### EXERCISE TEXT
════

Some of us can live in near or total isolation and function well, but most cannot. It can be helpful to have a powerful reminder of what's waiting if you don't at least make an effort to come to grips with what's keeping you isolated, if it isn't something that genuinely brings you peace of mind.
posted by ryanshepard at 5:46 PM on June 28, 2015 [43 favorites]


Absent a full demographic accounting (as linked in the article: Japanese bureaucrats admitted 18 months ago that they had lost track of nearly a quarter-million people over 100 years old...)

... I'm inclined to read this as a bookending of the Japanese population with people who are abandoned and forgotten as they age on one end, and then the people at the other end of the age spectrum who just say "Why bother? I've seen what this gets you" (the hikikomori).

It makes me wonder what we all gave up when we left the villages and moved to the cities. It's an example of a "first world" problem.

Longer lifespans will do that. But it's how we treat people that's the fundamental question.

From the article:

Further into the apartment, the living room is stacked high with clutter and indolence.

and

The room is littered with these shrines to domestic irresponsibility.

I get the sense from the author that this couldn't be him, ever. Oh, no. Unlike the subject of the story, who seemed to get it.

Yet at the same time, he acknowledges the sort of things that went into this dead fellow's sense of identity as a worker, and how he built up his identity around that. When that went away, he was left with nothing to live for. I mean, we will never know who "Haruki Watanabe" was or exactly what his life was like. But the details we have suggest his life was average, I guess? He bought into the prevailing work ethic, and then was battered by economic circumstances not of his making despite working his butt off and devoting his life to the company.

At the same time, Toru Koremura says:

“I had no idea what I was going to do,” he says impassively, while staring out of the windshield. “I was caught up in a routine I hated.”

Koremura, as I read it, would like to do something that acknowledges that yes, this could be anyone's flat he walks into. Including his own, one day, maybe?

So maybe these are the leavings of someone who was sad and depressed and lonely, not someone who was "indolent" or "irresponsible." There are lots of ways people can end up there. Some of those could be their own doing, while others are the indifference of others (family, society at large).

I dunno. I just read those two notions (indolent and irresponsible) as grossly insensitive. It's a hell of a way to sum up a life. But he was just going on the physical evidence.

The older I get, the more kinship I feel with the crabbiest old people I meet. I like them more and more. Maybe if you miss seeing the older person down the hall who you normally bump into every day like clockwork, knock on his or her door? "Everything okay? Just thought I'd check."

You don't have to be an indifferent monster to be an urbanite.

════

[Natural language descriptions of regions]

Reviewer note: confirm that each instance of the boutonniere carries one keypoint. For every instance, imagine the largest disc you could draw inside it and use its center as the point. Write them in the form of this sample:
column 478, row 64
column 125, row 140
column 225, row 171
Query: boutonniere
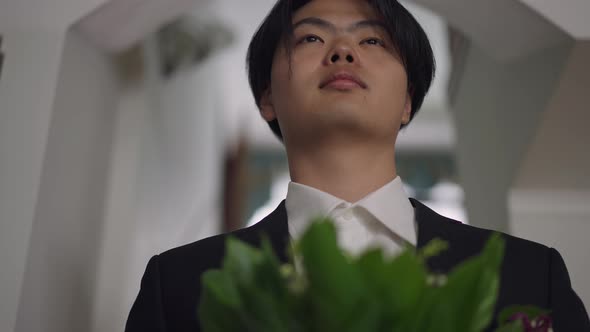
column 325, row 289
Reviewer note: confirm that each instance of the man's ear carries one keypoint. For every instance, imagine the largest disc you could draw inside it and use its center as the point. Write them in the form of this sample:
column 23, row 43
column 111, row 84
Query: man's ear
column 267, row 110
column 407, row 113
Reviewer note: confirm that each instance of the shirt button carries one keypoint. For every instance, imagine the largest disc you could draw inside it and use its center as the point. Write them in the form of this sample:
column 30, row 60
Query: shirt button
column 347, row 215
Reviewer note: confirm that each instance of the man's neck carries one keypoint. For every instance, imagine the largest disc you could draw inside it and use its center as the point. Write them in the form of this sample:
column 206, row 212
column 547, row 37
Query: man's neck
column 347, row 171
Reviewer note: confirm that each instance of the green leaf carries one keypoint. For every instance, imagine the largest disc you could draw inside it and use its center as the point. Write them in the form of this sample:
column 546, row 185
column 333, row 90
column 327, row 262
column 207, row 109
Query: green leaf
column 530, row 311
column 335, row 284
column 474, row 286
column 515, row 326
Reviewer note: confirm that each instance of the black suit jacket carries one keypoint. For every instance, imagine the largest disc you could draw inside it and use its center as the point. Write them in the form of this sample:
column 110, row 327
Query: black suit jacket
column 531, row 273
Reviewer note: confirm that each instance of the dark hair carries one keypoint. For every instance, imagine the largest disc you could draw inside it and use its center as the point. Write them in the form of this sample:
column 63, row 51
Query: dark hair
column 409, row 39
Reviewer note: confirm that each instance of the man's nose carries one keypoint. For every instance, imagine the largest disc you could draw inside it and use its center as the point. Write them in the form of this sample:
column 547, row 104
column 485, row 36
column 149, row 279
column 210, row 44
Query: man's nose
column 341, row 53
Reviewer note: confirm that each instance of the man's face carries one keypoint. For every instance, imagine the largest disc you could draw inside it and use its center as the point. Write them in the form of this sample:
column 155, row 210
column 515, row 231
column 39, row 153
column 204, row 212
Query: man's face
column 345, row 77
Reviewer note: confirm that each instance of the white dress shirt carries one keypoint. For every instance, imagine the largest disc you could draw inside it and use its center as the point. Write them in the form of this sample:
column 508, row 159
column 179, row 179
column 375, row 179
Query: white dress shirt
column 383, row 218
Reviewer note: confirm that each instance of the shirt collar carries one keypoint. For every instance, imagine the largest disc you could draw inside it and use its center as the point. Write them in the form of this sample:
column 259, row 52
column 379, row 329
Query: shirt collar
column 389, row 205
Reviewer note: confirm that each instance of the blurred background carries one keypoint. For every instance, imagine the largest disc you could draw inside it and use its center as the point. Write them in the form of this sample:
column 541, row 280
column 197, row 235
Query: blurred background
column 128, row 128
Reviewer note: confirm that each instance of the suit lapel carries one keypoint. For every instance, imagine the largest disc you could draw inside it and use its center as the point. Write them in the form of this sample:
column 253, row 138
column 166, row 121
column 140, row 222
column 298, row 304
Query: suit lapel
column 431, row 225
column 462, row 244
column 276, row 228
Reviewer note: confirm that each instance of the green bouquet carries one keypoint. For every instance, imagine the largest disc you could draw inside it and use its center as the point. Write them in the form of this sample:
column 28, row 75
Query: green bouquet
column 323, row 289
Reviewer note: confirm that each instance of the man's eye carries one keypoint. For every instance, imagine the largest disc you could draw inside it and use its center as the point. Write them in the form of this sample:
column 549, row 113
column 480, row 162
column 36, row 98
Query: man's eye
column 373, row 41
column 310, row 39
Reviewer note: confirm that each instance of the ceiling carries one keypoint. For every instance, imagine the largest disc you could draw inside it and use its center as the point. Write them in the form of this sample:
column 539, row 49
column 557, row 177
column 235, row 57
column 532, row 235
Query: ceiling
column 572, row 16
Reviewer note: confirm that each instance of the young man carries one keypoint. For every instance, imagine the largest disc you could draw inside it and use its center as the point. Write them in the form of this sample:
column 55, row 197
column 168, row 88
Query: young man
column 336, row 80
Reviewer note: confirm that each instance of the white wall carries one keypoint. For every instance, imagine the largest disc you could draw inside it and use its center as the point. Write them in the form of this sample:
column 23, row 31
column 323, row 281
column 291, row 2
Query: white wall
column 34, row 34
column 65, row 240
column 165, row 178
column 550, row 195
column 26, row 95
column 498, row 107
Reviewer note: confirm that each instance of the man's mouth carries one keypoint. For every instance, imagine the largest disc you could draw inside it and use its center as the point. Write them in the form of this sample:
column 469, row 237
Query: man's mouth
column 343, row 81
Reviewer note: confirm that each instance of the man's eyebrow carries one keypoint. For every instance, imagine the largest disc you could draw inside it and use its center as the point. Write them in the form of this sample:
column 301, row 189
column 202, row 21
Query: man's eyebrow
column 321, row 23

════

### THE TASK
In the comments on isolation, what did Japanese bureaucrats admit 18 months earlier?

### SOLUTION TO THIS EXERCISE
They admitted that they had lost track of nearly a quarter-million people over 100 years old.